Where New England did their job, Denver did not. The Broncos lost their home playoff game to the Colts is what may have been Peyton Manning’s last real shot at winning a Super Bowl. The personal rivalry between Tom Brady and Peyton Manning, which began with Brady’s first NFL start, may be ending for good, and while both are great and both were champions, Brady put himself ahead of Manning with this year’s playoff run. It’s clear that Brady intends to go out with a bang, not to say he is finished at the age of 37, but whether Manning retired now or hangs on another year, he is much more likely to go out with a whimper. Manning is a great regular season player and maybe the best pure passer in the history of the game, but Brady has a little more of the old fashioned gunslinger in his makeup, pumping his fist after every big first down like the young kid who stunned the Oakland Raiders in the snow in 2002. When Peyton Manning fell apart against his former team, the Patriots were ready for a rematch with the Colts. Deflated balls or not, Andrew Luck had replaced Manning in Indy, but he was still out of Tom Brady’s league.

★ ★ ★

# PROBLEM STATEMENT
Answer these questions from the passage on Brady and Manning:
1. Which team did the Broncos lose their home playoff game to?
2. Which team did the young Brady stun in the snow in 2002?
3. Who had replaced Manning in Indy?

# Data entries
★ ★ ★

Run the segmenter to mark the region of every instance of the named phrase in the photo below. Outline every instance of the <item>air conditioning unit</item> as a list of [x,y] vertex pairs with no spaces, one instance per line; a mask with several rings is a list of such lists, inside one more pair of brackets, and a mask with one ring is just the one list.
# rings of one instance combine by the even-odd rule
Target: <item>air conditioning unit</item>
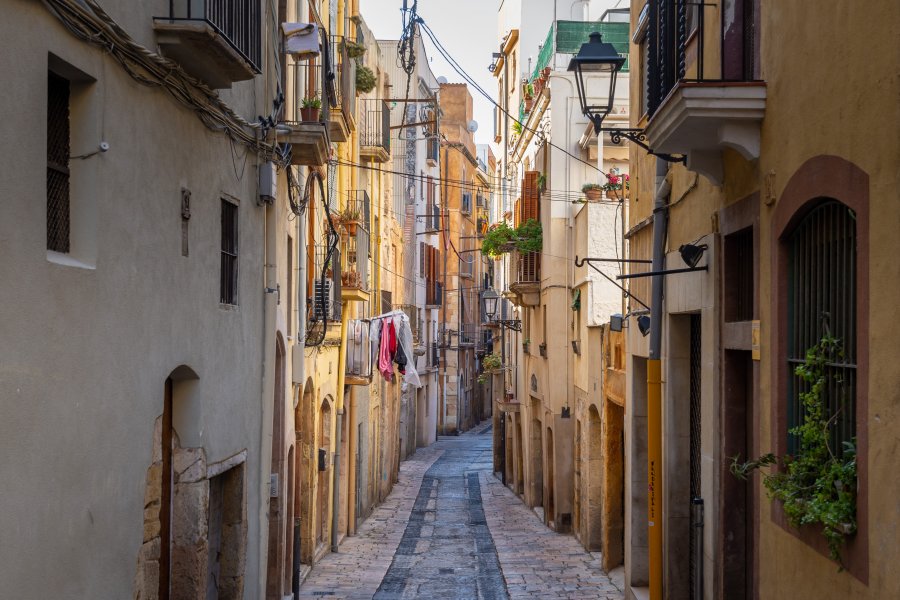
[[334,318],[334,281],[316,279],[313,284],[313,315],[316,320]]

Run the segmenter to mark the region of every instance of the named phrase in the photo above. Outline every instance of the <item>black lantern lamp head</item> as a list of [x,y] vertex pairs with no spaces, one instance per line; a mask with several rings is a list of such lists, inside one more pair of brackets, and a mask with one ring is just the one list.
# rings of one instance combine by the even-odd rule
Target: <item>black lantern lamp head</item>
[[700,262],[700,259],[703,258],[703,253],[706,252],[706,249],[706,244],[684,244],[678,248],[678,252],[681,254],[681,260],[684,261],[684,264],[694,268]]
[[647,334],[650,333],[650,317],[647,315],[638,317],[638,331],[642,336],[647,337]]
[[[619,56],[612,44],[603,41],[598,32],[590,35],[589,41],[581,45],[572,60],[569,61],[569,72],[575,73],[575,85],[578,88],[578,100],[581,102],[581,112],[591,120],[598,133],[603,119],[612,111],[613,100],[616,94],[616,75],[625,64],[625,58]],[[609,74],[609,95],[606,104],[589,104],[587,90],[584,83],[584,75]]]
[[497,315],[497,302],[499,300],[500,295],[492,288],[486,289],[481,293],[481,309],[484,311],[484,316],[487,317],[488,321],[493,321]]

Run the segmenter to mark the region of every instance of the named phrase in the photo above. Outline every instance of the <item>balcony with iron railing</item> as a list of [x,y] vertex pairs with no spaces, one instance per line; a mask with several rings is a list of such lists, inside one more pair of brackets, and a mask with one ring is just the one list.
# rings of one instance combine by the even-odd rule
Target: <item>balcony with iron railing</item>
[[351,46],[344,36],[331,36],[332,70],[326,86],[334,90],[335,104],[329,114],[328,133],[335,142],[346,142],[356,130],[356,59],[350,57]]
[[513,252],[515,277],[509,285],[520,306],[537,306],[541,301],[541,253]]
[[439,308],[443,302],[443,286],[430,277],[425,278],[425,307]]
[[352,190],[338,215],[341,232],[341,298],[369,300],[369,194]]
[[[753,3],[744,4],[727,31],[712,36],[706,25],[718,26],[719,19],[707,12],[717,5],[648,3],[635,34],[635,41],[647,48],[648,145],[658,153],[684,155],[688,169],[717,185],[725,148],[748,161],[759,157],[766,85],[756,79],[759,41]],[[713,40],[718,48],[704,46]],[[720,64],[705,62],[711,56],[718,56]]]
[[359,331],[359,335],[347,336],[347,368],[344,372],[344,383],[347,385],[369,385],[372,381],[369,320],[360,319],[358,323],[358,327],[354,321],[348,323],[348,330]]
[[320,344],[327,334],[325,323],[341,318],[341,253],[334,248],[329,256],[328,244],[317,244],[310,264],[307,306],[306,345]]
[[169,0],[154,17],[161,52],[212,88],[230,88],[260,72],[262,5],[258,0]]
[[359,155],[363,160],[384,163],[391,158],[391,111],[384,100],[360,99]]
[[[328,119],[328,99],[322,94],[323,69],[315,60],[289,62],[287,67],[288,89],[292,92],[285,119],[280,124],[278,141],[291,146],[291,164],[321,166],[328,158],[328,137],[325,122]],[[319,107],[304,107],[318,103]]]

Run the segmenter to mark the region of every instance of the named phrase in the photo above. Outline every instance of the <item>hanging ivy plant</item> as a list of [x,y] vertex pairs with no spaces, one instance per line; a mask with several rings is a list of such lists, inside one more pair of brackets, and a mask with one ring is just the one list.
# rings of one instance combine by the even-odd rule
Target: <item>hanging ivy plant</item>
[[356,67],[356,91],[368,94],[375,89],[375,73],[365,65]]
[[827,364],[842,358],[840,341],[826,333],[794,370],[809,384],[809,391],[800,394],[803,421],[790,429],[799,441],[796,455],[765,454],[747,462],[737,455],[731,462],[731,472],[740,479],[755,469],[780,465],[763,475],[769,497],[783,503],[792,527],[820,525],[829,554],[841,568],[841,546],[856,532],[856,441],[845,441],[843,452],[831,447],[832,425],[843,408],[829,414],[825,390],[834,380]]
[[506,221],[496,223],[484,234],[481,242],[481,253],[496,258],[507,252],[517,250],[523,254],[526,252],[540,252],[543,247],[543,231],[541,224],[528,219],[518,227],[510,227]]
[[484,357],[482,365],[484,366],[485,371],[496,371],[503,367],[503,357],[496,352],[494,354],[488,354]]

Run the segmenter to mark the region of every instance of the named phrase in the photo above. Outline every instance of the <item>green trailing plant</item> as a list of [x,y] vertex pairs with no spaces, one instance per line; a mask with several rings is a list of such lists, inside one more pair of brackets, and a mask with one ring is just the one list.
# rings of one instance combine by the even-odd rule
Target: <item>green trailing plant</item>
[[375,89],[375,73],[365,65],[356,67],[356,90],[368,94]]
[[496,352],[488,354],[484,357],[482,365],[484,366],[485,371],[496,371],[497,369],[503,368],[503,358]]
[[353,40],[344,40],[344,48],[347,50],[347,56],[350,58],[359,58],[366,53],[366,47],[357,44]]
[[794,455],[765,454],[756,460],[731,459],[731,472],[746,479],[754,470],[780,467],[763,475],[770,498],[782,502],[792,527],[820,525],[832,560],[843,568],[841,546],[856,532],[856,441],[843,442],[843,452],[831,447],[831,429],[841,410],[829,414],[826,389],[829,363],[843,358],[840,341],[826,333],[807,350],[794,372],[809,384],[800,394],[803,420],[789,431],[799,447]]
[[522,253],[540,252],[543,247],[543,230],[541,224],[528,219],[518,227],[510,227],[506,221],[491,226],[481,241],[481,253],[498,257],[512,250]]
[[322,101],[314,96],[307,96],[300,101],[300,108],[322,108]]

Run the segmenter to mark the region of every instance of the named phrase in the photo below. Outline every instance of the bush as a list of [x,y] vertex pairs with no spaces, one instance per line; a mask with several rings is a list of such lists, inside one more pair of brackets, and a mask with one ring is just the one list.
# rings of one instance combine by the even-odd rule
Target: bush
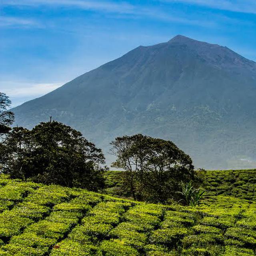
[[138,256],[140,254],[132,246],[118,239],[104,241],[100,245],[105,256]]
[[220,228],[204,225],[197,225],[194,226],[192,228],[198,234],[200,233],[220,234],[222,232]]
[[188,233],[188,230],[184,228],[158,229],[152,232],[149,239],[150,242],[153,244],[170,245],[172,244],[175,244]]
[[81,244],[68,239],[65,239],[53,247],[50,256],[91,256],[102,255],[92,244]]

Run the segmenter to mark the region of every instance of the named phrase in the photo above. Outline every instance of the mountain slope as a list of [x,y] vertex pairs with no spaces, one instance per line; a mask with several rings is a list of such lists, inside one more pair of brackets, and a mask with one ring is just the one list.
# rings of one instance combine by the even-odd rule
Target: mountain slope
[[13,110],[16,124],[29,128],[52,116],[105,152],[117,136],[140,132],[173,141],[197,166],[246,168],[255,164],[256,97],[255,62],[177,36]]

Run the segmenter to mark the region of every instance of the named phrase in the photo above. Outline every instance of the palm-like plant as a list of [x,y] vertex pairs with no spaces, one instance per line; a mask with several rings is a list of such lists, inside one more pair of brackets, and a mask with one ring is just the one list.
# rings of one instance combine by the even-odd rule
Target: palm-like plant
[[183,198],[179,202],[183,201],[186,205],[194,206],[199,205],[200,200],[202,198],[206,191],[200,188],[195,188],[192,185],[192,181],[188,183],[181,183],[182,191],[178,191],[177,193],[180,194]]

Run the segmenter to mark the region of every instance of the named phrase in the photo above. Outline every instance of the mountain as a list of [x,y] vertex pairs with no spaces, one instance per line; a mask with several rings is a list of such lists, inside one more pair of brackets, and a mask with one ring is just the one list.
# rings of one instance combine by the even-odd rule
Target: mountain
[[256,62],[178,35],[12,110],[29,128],[52,116],[105,153],[115,137],[139,132],[173,141],[196,167],[242,168],[256,165]]

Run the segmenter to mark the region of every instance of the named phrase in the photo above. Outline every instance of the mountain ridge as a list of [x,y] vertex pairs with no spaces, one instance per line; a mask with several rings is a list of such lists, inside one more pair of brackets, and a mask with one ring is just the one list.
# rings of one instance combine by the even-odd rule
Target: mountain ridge
[[256,63],[178,35],[139,46],[13,110],[16,123],[28,128],[52,116],[105,152],[115,136],[141,132],[173,141],[197,166],[247,168],[239,159],[256,153],[255,97]]

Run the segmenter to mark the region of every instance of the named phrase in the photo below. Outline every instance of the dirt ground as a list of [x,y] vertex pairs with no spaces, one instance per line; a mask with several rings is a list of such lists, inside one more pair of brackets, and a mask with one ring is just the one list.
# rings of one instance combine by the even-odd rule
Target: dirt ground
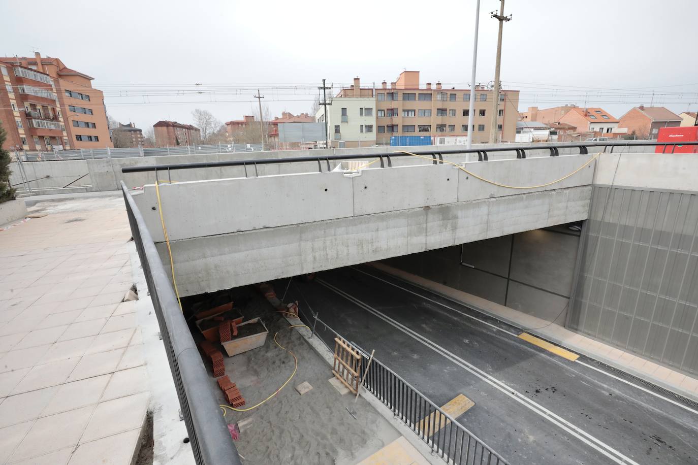
[[[273,310],[261,296],[250,295],[244,311],[246,319],[263,315],[269,335],[264,346],[225,358],[225,373],[239,388],[248,408],[267,398],[283,384],[293,372],[293,358],[274,342],[298,358],[298,370],[288,385],[259,407],[246,412],[228,411],[228,423],[251,418],[235,441],[244,464],[355,464],[399,436],[399,434],[364,399],[354,404],[353,396],[343,396],[328,380],[332,367],[322,359],[288,322]],[[295,386],[308,381],[312,390],[300,395]],[[216,392],[221,403],[223,392]],[[357,420],[346,408],[355,409]]]

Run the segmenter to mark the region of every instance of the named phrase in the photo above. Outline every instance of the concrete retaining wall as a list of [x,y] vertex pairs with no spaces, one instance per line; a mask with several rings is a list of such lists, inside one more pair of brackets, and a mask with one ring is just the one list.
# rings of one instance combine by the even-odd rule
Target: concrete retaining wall
[[24,218],[27,205],[21,199],[0,203],[0,226]]

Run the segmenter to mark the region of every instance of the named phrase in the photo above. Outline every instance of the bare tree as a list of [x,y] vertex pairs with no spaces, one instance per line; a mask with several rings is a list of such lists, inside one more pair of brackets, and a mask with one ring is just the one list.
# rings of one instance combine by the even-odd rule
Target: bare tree
[[194,125],[201,130],[201,142],[210,142],[209,137],[221,128],[221,121],[216,119],[211,112],[200,108],[192,112],[191,116],[194,119]]

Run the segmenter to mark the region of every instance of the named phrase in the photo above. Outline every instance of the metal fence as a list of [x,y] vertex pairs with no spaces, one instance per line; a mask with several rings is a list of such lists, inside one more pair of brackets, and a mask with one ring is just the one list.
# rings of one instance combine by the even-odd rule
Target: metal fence
[[[328,334],[325,336],[329,336],[329,340],[334,337],[349,340],[320,319],[318,314],[311,312],[312,317],[310,318],[302,310],[300,316],[306,324],[312,328],[312,337],[318,336],[328,350],[332,351],[318,329],[319,331],[327,331]],[[319,328],[318,323],[320,323]],[[432,454],[438,455],[447,464],[454,465],[509,464],[400,375],[375,357],[369,365],[370,356],[366,351],[353,342],[349,342],[349,344],[362,355],[359,366],[364,379],[361,386],[387,406],[394,418],[417,434],[431,449]]]
[[177,146],[143,148],[80,148],[54,150],[50,152],[20,152],[24,161],[57,161],[61,160],[95,160],[98,158],[130,158],[168,155],[205,155],[207,153],[238,153],[259,152],[261,144],[215,144],[212,145]]
[[199,465],[240,465],[237,451],[214,394],[211,377],[179,309],[152,237],[123,182],[121,190],[194,459]]

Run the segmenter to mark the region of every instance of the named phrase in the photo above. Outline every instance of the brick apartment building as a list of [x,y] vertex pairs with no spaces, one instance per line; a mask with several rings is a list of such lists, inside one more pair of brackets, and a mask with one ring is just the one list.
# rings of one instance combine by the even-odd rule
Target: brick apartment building
[[[471,96],[475,99],[473,115],[469,114]],[[427,82],[422,87],[419,71],[403,71],[389,87],[383,82],[378,89],[362,88],[356,78],[352,86],[343,89],[336,97],[375,98],[376,128],[371,130],[376,131],[379,145],[389,144],[391,136],[466,136],[468,124],[473,126],[473,142],[487,142],[489,137],[493,96],[484,86],[471,91],[444,89],[440,82],[432,86]],[[502,91],[499,102],[500,139],[513,142],[519,119],[519,91]],[[332,128],[329,130],[332,133]]]
[[153,125],[155,145],[174,147],[179,145],[195,145],[201,142],[201,131],[191,124],[162,120]]
[[57,58],[0,57],[0,121],[17,150],[112,147],[102,91]]
[[564,105],[553,108],[540,109],[537,107],[528,107],[528,111],[521,114],[522,121],[537,121],[550,125],[551,123],[559,121],[572,108],[577,105]]
[[621,116],[621,127],[638,139],[657,139],[661,128],[681,125],[681,117],[664,107],[640,105]]
[[117,148],[142,146],[143,131],[133,123],[119,123],[118,128],[112,130],[112,142]]

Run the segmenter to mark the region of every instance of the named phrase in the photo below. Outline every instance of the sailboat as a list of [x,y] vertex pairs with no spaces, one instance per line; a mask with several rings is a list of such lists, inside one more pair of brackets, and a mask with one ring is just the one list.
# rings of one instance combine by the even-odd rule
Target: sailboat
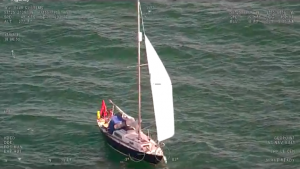
[[[143,33],[140,32],[140,21],[142,21]],[[97,112],[97,124],[108,145],[119,153],[128,156],[131,160],[146,161],[152,164],[158,164],[161,161],[166,163],[167,158],[162,150],[162,141],[173,137],[175,134],[172,83],[164,64],[145,34],[139,0],[137,0],[137,22],[138,120],[125,113],[112,100],[109,100],[112,108],[110,113],[107,114],[107,108],[103,100],[101,112]],[[147,64],[140,63],[142,42],[145,43]],[[144,134],[141,126],[141,67],[145,65],[148,65],[150,74],[157,130],[156,141],[149,136],[149,133],[148,135]],[[115,109],[116,112],[114,112]]]

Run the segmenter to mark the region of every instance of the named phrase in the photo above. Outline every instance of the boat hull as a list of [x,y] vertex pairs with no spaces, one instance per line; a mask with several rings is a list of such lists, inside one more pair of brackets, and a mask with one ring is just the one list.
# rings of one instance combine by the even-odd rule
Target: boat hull
[[110,147],[112,147],[117,152],[125,156],[128,156],[134,162],[145,161],[151,164],[158,164],[163,159],[163,156],[141,153],[134,149],[130,149],[129,147],[124,146],[118,141],[112,139],[110,136],[108,136],[108,133],[103,132],[101,128],[100,128],[100,132],[102,133],[105,141],[107,142],[107,144],[110,145]]

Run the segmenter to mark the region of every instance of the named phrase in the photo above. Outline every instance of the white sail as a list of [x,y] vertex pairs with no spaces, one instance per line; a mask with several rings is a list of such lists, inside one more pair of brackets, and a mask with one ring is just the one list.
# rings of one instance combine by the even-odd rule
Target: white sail
[[175,133],[172,82],[165,66],[146,35],[145,44],[156,121],[157,140],[160,142],[173,137]]

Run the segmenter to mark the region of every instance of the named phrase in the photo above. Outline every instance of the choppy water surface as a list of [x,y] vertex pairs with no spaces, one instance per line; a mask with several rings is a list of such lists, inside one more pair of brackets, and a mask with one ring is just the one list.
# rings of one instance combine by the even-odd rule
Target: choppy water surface
[[[137,115],[136,70],[127,68],[137,61],[134,2],[6,1],[0,8],[0,134],[17,146],[3,150],[1,168],[166,167],[118,155],[95,122],[102,99]],[[142,8],[174,87],[167,168],[297,168],[299,3],[147,1]],[[7,23],[13,10],[19,16]],[[30,18],[20,19],[24,10]],[[142,70],[147,126],[154,116]]]

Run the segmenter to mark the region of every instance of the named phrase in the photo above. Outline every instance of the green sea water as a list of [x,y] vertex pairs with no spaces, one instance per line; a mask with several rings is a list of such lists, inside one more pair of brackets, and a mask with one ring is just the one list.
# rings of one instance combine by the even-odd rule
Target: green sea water
[[[173,83],[168,164],[128,160],[96,126],[102,99],[137,117],[134,1],[2,1],[0,168],[299,168],[299,2],[141,5]],[[155,137],[147,68],[142,118]]]

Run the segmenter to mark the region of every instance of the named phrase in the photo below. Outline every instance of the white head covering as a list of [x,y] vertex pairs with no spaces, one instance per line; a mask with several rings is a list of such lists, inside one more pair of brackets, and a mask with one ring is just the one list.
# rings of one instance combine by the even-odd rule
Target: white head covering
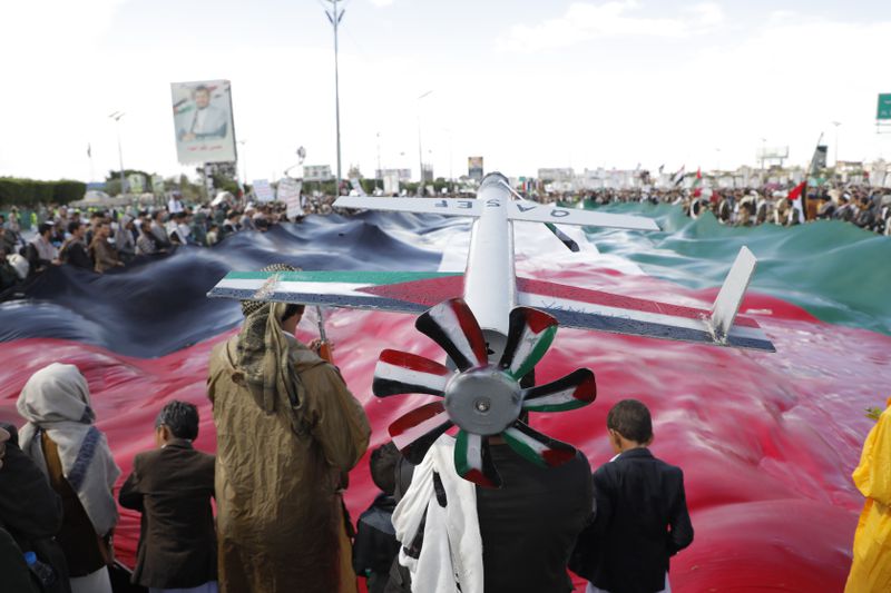
[[47,471],[40,433],[59,448],[62,474],[100,536],[118,521],[111,487],[120,475],[105,435],[92,426],[87,379],[75,365],[52,363],[28,379],[16,407],[28,421],[19,432],[21,448]]

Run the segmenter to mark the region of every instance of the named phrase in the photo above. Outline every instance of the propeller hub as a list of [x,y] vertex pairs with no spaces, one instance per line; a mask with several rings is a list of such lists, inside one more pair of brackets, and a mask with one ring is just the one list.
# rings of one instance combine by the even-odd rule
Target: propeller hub
[[521,409],[519,384],[493,366],[459,373],[446,386],[446,412],[469,433],[499,434],[513,424]]

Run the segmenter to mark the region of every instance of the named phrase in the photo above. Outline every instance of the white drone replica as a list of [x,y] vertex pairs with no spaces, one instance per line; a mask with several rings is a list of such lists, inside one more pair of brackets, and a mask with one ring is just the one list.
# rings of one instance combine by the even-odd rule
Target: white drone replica
[[290,271],[226,275],[212,297],[265,299],[421,314],[415,327],[439,344],[451,367],[384,349],[374,372],[379,397],[431,394],[442,399],[418,407],[390,425],[393,442],[412,463],[458,426],[454,466],[480,486],[501,481],[489,455],[500,435],[521,456],[545,466],[571,459],[575,448],[532,429],[523,412],[562,412],[596,397],[587,368],[533,387],[520,379],[547,352],[558,324],[656,338],[774,352],[758,324],[737,317],[755,269],[743,247],[711,310],[518,278],[513,221],[658,230],[649,218],[575,210],[519,198],[500,174],[480,184],[476,199],[341,197],[334,206],[474,218],[464,274],[390,271]]

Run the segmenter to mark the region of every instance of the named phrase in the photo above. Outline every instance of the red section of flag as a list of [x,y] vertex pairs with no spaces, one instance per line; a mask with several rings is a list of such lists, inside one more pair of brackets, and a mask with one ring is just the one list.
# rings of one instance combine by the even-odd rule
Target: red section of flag
[[802,191],[804,191],[804,186],[807,181],[802,181],[801,184],[796,185],[792,188],[792,191],[789,192],[789,199],[796,200],[801,197]]

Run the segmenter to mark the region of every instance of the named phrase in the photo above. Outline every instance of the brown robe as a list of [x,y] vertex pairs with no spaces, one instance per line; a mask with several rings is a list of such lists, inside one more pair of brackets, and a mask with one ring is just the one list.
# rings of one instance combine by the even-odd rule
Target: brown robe
[[292,409],[278,394],[264,411],[237,366],[239,338],[214,348],[207,379],[217,431],[219,590],[354,592],[355,575],[341,577],[352,571],[339,490],[368,448],[365,412],[336,368],[291,336],[300,404]]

★ ★ ★

# EXERCISE ANSWER
1. The Colts
2. The Oakland Raiders
3. Andrew Luck